*Data under study*.

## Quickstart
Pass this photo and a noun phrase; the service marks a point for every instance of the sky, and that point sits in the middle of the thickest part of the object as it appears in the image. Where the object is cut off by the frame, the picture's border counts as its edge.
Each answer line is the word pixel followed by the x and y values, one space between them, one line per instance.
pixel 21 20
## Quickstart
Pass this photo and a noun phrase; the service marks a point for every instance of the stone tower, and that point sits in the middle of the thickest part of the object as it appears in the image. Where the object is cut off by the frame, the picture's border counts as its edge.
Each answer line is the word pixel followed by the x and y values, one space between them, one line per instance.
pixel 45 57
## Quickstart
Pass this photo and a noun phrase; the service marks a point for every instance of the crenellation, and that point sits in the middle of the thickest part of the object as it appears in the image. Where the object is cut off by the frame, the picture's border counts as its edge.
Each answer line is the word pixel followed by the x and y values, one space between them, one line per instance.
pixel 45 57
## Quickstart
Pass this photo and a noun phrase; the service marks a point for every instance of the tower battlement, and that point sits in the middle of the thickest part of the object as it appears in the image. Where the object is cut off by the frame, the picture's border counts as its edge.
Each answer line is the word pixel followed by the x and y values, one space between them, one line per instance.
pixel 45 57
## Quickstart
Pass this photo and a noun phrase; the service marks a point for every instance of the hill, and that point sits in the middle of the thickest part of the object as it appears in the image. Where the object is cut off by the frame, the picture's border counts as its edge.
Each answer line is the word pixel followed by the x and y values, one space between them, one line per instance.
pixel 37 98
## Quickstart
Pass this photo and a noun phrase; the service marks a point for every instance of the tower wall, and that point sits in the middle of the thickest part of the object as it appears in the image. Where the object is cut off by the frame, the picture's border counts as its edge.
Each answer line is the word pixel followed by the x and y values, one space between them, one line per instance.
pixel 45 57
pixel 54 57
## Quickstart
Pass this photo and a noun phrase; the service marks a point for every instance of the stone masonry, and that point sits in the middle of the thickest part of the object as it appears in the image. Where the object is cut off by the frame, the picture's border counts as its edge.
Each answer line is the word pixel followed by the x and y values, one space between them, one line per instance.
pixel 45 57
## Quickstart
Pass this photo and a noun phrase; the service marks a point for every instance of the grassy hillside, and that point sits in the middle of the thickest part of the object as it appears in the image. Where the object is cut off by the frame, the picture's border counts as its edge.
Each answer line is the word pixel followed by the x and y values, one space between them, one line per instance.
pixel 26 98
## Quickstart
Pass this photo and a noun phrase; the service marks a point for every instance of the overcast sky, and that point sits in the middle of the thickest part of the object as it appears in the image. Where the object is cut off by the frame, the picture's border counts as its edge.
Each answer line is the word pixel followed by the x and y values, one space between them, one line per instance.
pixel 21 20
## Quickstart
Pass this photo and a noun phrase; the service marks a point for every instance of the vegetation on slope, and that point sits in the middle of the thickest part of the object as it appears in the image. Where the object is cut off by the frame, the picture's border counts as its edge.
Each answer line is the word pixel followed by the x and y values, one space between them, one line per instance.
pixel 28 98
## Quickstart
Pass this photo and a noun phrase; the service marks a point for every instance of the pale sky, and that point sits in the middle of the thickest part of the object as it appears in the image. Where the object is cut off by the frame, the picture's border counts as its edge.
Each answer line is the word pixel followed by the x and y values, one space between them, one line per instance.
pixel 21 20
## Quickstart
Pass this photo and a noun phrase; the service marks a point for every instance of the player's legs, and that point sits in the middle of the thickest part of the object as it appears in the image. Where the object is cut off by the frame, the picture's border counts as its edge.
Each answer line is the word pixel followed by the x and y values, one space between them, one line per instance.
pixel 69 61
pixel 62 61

*What the task asks*.
Output all of the data again. Match it exactly.

*Answer for this exercise*.
## Quickstart
Pass this photo and a noun phrase; the service marks a point for every instance of the sky, and that point sits in the middle of the thickest part of the object as it appears in the image. Where the object is cut off by the frame, the picture's border counts as its edge.
Each answer line is the word pixel followed by the x and y values, one space between them, one line per instance.
pixel 21 20
## Quickstart
Pass this photo and a noun phrase; the service marks a point for every instance of the stone tower, and that point sits in the middle of the thickest part of the object as it appears in the image. Where the object is cut off by the frame, the picture's border counts as its edge.
Each answer line is the word pixel followed by the x and y values, one space between them, one line per instance.
pixel 45 57
## Quickstart
Pass this photo and a noun phrase; the service marks a point for every instance of the crenellation, and that point sits in the middle of the thickest part of the object as it appears in the image. Where the object is cut off by the frame, the picture's border counts as its edge.
Each answer line is the word pixel followed by the x and y values, one space between them, one line per instance.
pixel 45 57
## Quickstart
Pass this photo and a noun phrase; the service marks a point for every instance of the tower battlement, and that point sits in the middle of the thickest part of the object as it appears in the image. Where the object is cut off by the frame, the picture's border counts as its edge.
Each answer line is the word pixel followed by the x and y values, one space between them, one line per instance.
pixel 45 57
## Quickstart
Pass this photo and a noun phrase; the service marks a point for every instance of the hill, and that point sits in the middle of the thickest part of the object as it appears in the image. Where the object is cut off by the frame, the picture's border counts as its edge.
Each answer line is the word pixel followed by the x and y values, one space between them, one line per instance.
pixel 37 98
## Quickstart
Pass this photo and a noun phrase; the service marks a point for every instance of the tower wall, and that point sits in the middle of the thickest part of the object as it appears in the image. Where the object is cut off by the frame, the picture's border counts as its edge.
Each answer line is the word pixel followed by the x and y values, one space between them, one line per instance.
pixel 45 57
pixel 54 57
## Quickstart
Pass this photo and a noun phrase; the service marks a point for every instance of the stone masonry, and that point sits in the middle of the thickest part of the object as it appears in the image. Where the object is cut off by the frame, the picture's border counts as its edge.
Each answer line is the word pixel followed by the x and y values, one space between them, one line per instance.
pixel 45 57
## Quickstart
Pass this photo and a noun phrase; the service marks a point for every instance of the grassy hillside, and that point sits in the middle of the thickest part of the object as it appears in the image. Where the object is cut off by the frame, the picture's border counts as its edge.
Each answer line is the word pixel followed by the x and y values, one space between them, one line per instance.
pixel 26 98
## Quickstart
Pass this photo and a noun phrase; the service marks a point for every instance of the overcast sky, and that point sits in the middle of the thickest part of the object as it appears in the image. Where the object is cut off by the frame, the picture's border counts as its edge.
Each answer line is the word pixel followed by the x and y values, one space between them, one line per instance.
pixel 21 20
## Quickstart
Pass this photo and a noun phrase; the service marks a point for every instance of the vegetation on slope, and that point sits in the middle of the thickest part of the object as it appears in the image. Where the object is cut off by the frame, the picture's border counts as its edge.
Each answer line is the word pixel followed by the x and y values, one space between them, one line per instance.
pixel 28 98
## Quickstart
Pass this photo and a noun phrase; the service marks a point for every instance of the pale sky, and that point sits in the middle of the thickest part of the object as it appears in the image. Where the object is cut off by the frame, the picture's border counts as its edge.
Each answer line is the word pixel followed by the x and y values, one space between them, one line per instance.
pixel 21 20
## Quickstart
Pass this photo and a noun phrase; the service marks a point for every instance of the player's legs, and that point sits in the middle of the thickest part of the object as it appears in the image. Where the object is cut off by the frame, the picture's border counts as its edge.
Each answer line is the word pixel followed by the x and y values, one space between them, one line per instance.
pixel 69 61
pixel 62 61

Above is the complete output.